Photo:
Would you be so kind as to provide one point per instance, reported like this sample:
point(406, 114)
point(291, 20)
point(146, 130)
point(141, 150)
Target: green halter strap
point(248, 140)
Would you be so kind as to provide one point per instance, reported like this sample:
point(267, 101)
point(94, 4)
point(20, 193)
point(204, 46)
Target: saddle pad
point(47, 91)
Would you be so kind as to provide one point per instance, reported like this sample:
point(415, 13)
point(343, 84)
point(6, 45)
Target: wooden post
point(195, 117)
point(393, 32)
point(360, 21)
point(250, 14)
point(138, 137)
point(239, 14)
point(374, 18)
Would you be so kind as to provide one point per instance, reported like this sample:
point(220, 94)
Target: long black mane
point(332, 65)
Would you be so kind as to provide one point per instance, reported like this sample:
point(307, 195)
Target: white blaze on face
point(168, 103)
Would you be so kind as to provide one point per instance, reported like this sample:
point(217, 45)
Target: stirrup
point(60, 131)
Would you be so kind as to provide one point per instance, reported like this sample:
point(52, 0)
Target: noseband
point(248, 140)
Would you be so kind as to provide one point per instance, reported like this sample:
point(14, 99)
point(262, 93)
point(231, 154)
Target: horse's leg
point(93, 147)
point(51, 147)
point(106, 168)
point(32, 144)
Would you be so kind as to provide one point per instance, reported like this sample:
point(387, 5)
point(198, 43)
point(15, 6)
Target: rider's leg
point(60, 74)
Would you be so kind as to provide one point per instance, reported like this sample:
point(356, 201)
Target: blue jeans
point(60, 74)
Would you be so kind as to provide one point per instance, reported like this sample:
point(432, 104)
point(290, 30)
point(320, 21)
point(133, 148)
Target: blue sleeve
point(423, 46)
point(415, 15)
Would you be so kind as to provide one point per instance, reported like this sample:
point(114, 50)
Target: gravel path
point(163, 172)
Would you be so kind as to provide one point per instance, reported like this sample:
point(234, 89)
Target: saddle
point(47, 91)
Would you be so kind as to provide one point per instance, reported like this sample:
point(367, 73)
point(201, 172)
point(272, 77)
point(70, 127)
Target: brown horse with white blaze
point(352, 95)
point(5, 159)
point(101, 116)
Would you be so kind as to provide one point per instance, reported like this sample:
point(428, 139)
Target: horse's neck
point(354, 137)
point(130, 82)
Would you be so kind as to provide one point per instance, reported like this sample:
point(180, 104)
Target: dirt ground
____________________
▶ [Try it]: Please copy the data in full, character for character.

▶ [Answer area]:
Photo:
Would you be so kind as to provide one point per instance, reported like this sample:
point(406, 114)
point(291, 20)
point(146, 130)
point(141, 150)
Target: green halter strap
point(248, 140)
Would you be so kind as to provide one point per instance, reported like this sample:
point(267, 101)
point(94, 4)
point(20, 193)
point(204, 46)
Target: saddle pad
point(47, 91)
Would you be so kind as to provide one point per instance, reported like this sample:
point(415, 13)
point(343, 84)
point(6, 45)
Target: wooden post
point(195, 117)
point(393, 32)
point(360, 21)
point(250, 14)
point(138, 137)
point(239, 14)
point(374, 18)
Would you be so kind as to provide one point per instance, reported like this sample:
point(220, 94)
Target: long black mane
point(332, 65)
Would you be so kind as to provide one point per instance, reported like this sample:
point(307, 195)
Target: white blaze on face
point(168, 103)
Would you be so kind as to provide one point per instance, reported like this sample:
point(217, 45)
Target: stirrup
point(60, 131)
Would you be so kind as to provide one point per instance, reported like this sample:
point(52, 0)
Target: noseband
point(248, 140)
Would you be so kind as to provide one point per instance, reported like this sample:
point(14, 99)
point(262, 93)
point(231, 154)
Target: horse's leg
point(93, 147)
point(51, 147)
point(106, 168)
point(32, 144)
Would you be so kind as to provide one point per instance, reported like this sample:
point(387, 5)
point(198, 43)
point(15, 6)
Target: rider's leg
point(60, 74)
Would you be so kind as to provide one point per instance, reported like this sample:
point(356, 201)
Target: blue jeans
point(60, 74)
Would you be so kind as to provide one point per instance, reported like this sample:
point(432, 104)
point(290, 30)
point(320, 21)
point(133, 148)
Target: blue sleeve
point(423, 46)
point(415, 15)
Would you be so kind as to provide one point per instance, reported like this sample:
point(114, 50)
Target: gravel path
point(163, 172)
Would you be so kind as to provide one point per instance, reported like this sample:
point(234, 89)
Target: saddle
point(47, 91)
Would you be so kind as to provide one point per instance, reported like this sample:
point(367, 73)
point(201, 172)
point(272, 77)
point(70, 127)
Target: brown horse with white blaze
point(352, 95)
point(5, 159)
point(101, 116)
Would you be so kind as to provide one point per instance, reported like this sample:
point(428, 139)
Target: horse's neck
point(354, 137)
point(130, 82)
Would you be so kind as to provide one point per instance, reported like this sample:
point(180, 104)
Target: dirt ground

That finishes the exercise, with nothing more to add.